━━━━━ DATASET EXTRACT ━━━━━

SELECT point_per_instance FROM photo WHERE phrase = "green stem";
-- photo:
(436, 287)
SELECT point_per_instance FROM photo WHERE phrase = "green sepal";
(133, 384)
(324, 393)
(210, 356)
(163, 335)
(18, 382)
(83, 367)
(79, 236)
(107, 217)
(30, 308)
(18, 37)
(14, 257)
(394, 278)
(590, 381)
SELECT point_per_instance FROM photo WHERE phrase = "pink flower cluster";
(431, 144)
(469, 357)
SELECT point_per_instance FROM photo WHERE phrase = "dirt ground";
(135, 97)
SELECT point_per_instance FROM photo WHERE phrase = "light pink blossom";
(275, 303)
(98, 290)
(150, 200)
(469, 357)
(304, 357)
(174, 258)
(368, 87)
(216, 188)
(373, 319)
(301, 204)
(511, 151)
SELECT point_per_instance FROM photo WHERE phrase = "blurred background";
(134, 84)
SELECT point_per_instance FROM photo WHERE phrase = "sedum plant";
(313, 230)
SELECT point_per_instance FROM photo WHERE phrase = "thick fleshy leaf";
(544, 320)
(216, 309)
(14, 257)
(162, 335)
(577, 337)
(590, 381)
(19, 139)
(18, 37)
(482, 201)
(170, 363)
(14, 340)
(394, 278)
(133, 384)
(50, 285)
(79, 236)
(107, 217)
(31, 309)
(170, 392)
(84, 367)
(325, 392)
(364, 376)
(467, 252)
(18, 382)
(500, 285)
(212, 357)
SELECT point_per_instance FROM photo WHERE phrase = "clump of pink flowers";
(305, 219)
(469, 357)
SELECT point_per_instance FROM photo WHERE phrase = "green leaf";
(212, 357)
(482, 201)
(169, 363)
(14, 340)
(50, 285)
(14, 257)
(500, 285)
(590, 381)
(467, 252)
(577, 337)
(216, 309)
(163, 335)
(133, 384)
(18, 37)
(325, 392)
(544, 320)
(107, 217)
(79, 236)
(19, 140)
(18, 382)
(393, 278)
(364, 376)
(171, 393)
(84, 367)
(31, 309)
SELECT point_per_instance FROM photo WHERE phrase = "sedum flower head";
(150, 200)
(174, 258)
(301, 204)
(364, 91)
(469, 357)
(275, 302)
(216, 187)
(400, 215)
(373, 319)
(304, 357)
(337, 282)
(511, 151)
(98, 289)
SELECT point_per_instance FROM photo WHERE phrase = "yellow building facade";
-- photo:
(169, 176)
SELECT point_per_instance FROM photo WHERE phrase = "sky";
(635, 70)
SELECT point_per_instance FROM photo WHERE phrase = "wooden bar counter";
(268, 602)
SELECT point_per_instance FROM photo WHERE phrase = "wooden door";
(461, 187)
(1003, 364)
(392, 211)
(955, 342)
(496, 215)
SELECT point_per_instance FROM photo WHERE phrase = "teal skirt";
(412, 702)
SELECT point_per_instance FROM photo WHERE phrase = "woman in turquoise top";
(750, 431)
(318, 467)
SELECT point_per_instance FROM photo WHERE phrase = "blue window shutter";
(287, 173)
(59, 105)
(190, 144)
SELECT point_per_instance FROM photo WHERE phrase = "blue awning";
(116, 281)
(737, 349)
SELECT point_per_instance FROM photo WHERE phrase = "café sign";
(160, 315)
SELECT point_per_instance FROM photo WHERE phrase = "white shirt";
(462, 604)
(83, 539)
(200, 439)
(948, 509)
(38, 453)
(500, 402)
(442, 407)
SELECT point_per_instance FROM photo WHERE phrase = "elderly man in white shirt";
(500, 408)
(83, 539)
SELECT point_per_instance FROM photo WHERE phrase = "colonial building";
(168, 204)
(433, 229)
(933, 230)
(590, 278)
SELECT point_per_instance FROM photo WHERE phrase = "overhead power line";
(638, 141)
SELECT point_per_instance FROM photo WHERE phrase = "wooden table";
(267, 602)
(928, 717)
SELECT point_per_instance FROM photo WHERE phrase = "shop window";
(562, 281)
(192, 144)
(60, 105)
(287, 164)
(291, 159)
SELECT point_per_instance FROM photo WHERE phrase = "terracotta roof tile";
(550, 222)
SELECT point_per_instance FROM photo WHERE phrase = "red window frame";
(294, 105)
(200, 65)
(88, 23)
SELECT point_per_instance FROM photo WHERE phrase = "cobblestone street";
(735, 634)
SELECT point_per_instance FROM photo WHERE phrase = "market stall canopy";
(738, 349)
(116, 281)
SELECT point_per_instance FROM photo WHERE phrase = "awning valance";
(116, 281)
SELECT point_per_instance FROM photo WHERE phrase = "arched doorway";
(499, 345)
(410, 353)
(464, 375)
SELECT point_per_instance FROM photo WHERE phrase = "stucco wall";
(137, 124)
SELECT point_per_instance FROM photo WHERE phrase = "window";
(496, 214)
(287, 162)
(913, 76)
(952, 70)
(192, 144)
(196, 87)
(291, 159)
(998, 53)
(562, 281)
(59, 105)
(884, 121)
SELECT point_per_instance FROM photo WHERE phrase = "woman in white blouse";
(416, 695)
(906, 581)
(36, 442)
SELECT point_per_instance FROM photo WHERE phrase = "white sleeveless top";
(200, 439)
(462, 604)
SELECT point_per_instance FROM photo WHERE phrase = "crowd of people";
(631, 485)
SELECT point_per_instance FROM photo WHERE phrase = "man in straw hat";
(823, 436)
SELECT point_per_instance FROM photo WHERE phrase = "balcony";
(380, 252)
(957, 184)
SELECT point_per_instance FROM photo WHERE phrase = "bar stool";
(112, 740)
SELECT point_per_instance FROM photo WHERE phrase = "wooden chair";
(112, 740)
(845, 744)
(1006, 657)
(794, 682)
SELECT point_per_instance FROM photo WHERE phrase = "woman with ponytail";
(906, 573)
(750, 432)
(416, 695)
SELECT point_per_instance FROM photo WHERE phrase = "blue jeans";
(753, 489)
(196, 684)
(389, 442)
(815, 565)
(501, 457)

━━━━━

■ EXERCISE AIM
Set down the entries verbatim, leaving none out.

■ SOLUTION TO THIS TASK
SELECT point_per_instance FROM photo WHERE phrase = "green stem";
-- photo:
(436, 287)
SELECT point_per_instance FROM photo WHERE phrase = "green sepal";
(133, 384)
(324, 393)
(210, 356)
(163, 335)
(18, 382)
(83, 367)
(79, 236)
(107, 217)
(30, 308)
(18, 37)
(14, 257)
(394, 278)
(590, 381)
SELECT point_per_instance FROM photo WHERE phrase = "pink flower cluster";
(431, 144)
(469, 357)
SELECT point_per_instance FROM photo WHERE phrase = "dirt ground";
(135, 97)
SELECT point_per_instance FROM photo WHERE phrase = "light pink blossom";
(275, 303)
(98, 290)
(150, 200)
(469, 357)
(304, 357)
(174, 258)
(368, 87)
(216, 188)
(373, 319)
(301, 204)
(511, 151)
SELECT point_per_instance FROM photo WHERE phrase = "blurred background";
(134, 84)
SELECT point_per_instance FROM photo WHERE phrase = "sedum plant";
(313, 230)
SELECT point_per_instance FROM photo WHERE phrase = "thick fleshy leaf";
(544, 320)
(216, 309)
(14, 257)
(162, 335)
(577, 337)
(590, 381)
(19, 139)
(18, 37)
(482, 201)
(170, 363)
(14, 340)
(394, 278)
(133, 384)
(50, 285)
(79, 236)
(107, 217)
(31, 309)
(170, 392)
(84, 367)
(325, 392)
(364, 376)
(467, 252)
(18, 382)
(500, 285)
(212, 357)
SELECT point_per_instance FROM photo WHERE phrase = "clump of pink flowers";
(305, 219)
(469, 357)
SELECT point_per_instance FROM photo WHERE phrase = "green leaf";
(212, 357)
(482, 201)
(169, 363)
(14, 340)
(50, 285)
(14, 257)
(500, 285)
(590, 381)
(467, 252)
(577, 337)
(216, 309)
(163, 335)
(133, 384)
(18, 37)
(325, 392)
(544, 320)
(107, 217)
(79, 236)
(19, 140)
(18, 382)
(393, 278)
(364, 376)
(171, 393)
(84, 367)
(31, 309)
SELECT point_per_instance FROM photo WHERE phrase = "sedum flower head";
(150, 200)
(174, 258)
(301, 204)
(364, 91)
(469, 357)
(275, 302)
(216, 187)
(400, 215)
(373, 319)
(304, 357)
(337, 282)
(511, 151)
(98, 289)
SELECT point_per_instance FROM photo WHERE phrase = "yellow building facade";
-- photo:
(169, 176)
SELECT point_per_instance FROM photo WHERE phrase = "sky";
(635, 70)
SELECT point_per_instance FROM photo WHERE phrase = "wooden bar counter";
(268, 602)
SELECT point_per_instance FROM photo WHERE phrase = "wooden door";
(461, 187)
(1003, 364)
(392, 211)
(955, 342)
(496, 215)
SELECT point_per_instance FROM photo WHERE phrase = "teal skirt";
(412, 702)
SELECT point_per_instance FROM photo WHERE phrase = "woman in turquoise top";
(750, 431)
(318, 467)
SELECT point_per_instance FROM photo WHERE phrase = "blue window shutter";
(287, 173)
(59, 105)
(190, 144)
SELECT point_per_instance FROM photo WHERE phrase = "blue awning";
(116, 281)
(737, 349)
SELECT point_per_instance FROM photo WHERE phrase = "café sign";
(160, 315)
SELECT point_per_instance FROM photo WHERE phrase = "white shirt";
(462, 604)
(83, 539)
(200, 439)
(948, 509)
(38, 453)
(500, 402)
(442, 407)
SELECT point_per_instance FROM photo WHERE phrase = "elderly man in white shirt";
(500, 408)
(83, 539)
SELECT point_per_instance FROM photo WHERE phrase = "colonial building";
(168, 204)
(433, 229)
(933, 230)
(590, 278)
SELECT point_per_instance FROM photo WHERE phrase = "overhead power line";
(638, 141)
SELECT point_per_instance FROM photo WHERE phrase = "wooden table";
(267, 602)
(928, 717)
SELECT point_per_instance FROM photo WHERE phrase = "shop window";
(562, 281)
(192, 144)
(60, 105)
(287, 164)
(291, 159)
SELECT point_per_instance FROM photo WHERE phrase = "terracotta roof tile";
(550, 222)
SELECT point_per_instance FROM photo WHERE phrase = "red window frame";
(294, 105)
(200, 65)
(88, 23)
SELECT point_per_instance FROM photo WHERE phrase = "cobblestone street";
(735, 634)
SELECT point_per_instance FROM photo WHERE phrase = "market stall canopy";
(738, 349)
(116, 281)
SELECT point_per_instance FROM photo WHERE phrase = "awning valance";
(116, 281)
SELECT point_per_instance FROM photo WHERE phrase = "arched doorway";
(499, 345)
(410, 353)
(464, 375)
SELECT point_per_instance FROM photo WHERE phrase = "stucco wall";
(137, 124)
SELECT point_per_instance FROM photo WHERE phrase = "window";
(496, 214)
(287, 162)
(913, 76)
(952, 70)
(192, 144)
(196, 87)
(291, 159)
(998, 53)
(562, 281)
(59, 105)
(884, 121)
SELECT point_per_instance FROM photo WHERE phrase = "woman in white blouse";
(416, 695)
(906, 581)
(36, 442)
SELECT point_per_instance FROM photo WHERE phrase = "white sleeveless top";
(200, 439)
(462, 604)
SELECT point_per_instance FROM photo WHERE phrase = "crowd of people";
(631, 485)
SELECT point_per_instance FROM photo WHERE phrase = "man in straw hat";
(823, 436)
SELECT point_per_instance FROM photo WHERE phrase = "balcony";
(380, 252)
(957, 184)
SELECT point_per_instance FROM photo WHERE phrase = "bar stool";
(112, 740)
SELECT point_per_instance FROM photo WHERE phrase = "wooden chair";
(112, 740)
(845, 744)
(1006, 657)
(794, 682)
SELECT point_per_instance FROM photo WHERE phrase = "woman with ponytail";
(906, 573)
(750, 432)
(416, 695)
SELECT point_per_instance FROM photo WHERE phrase = "blue jeans";
(753, 489)
(196, 684)
(389, 442)
(815, 565)
(501, 457)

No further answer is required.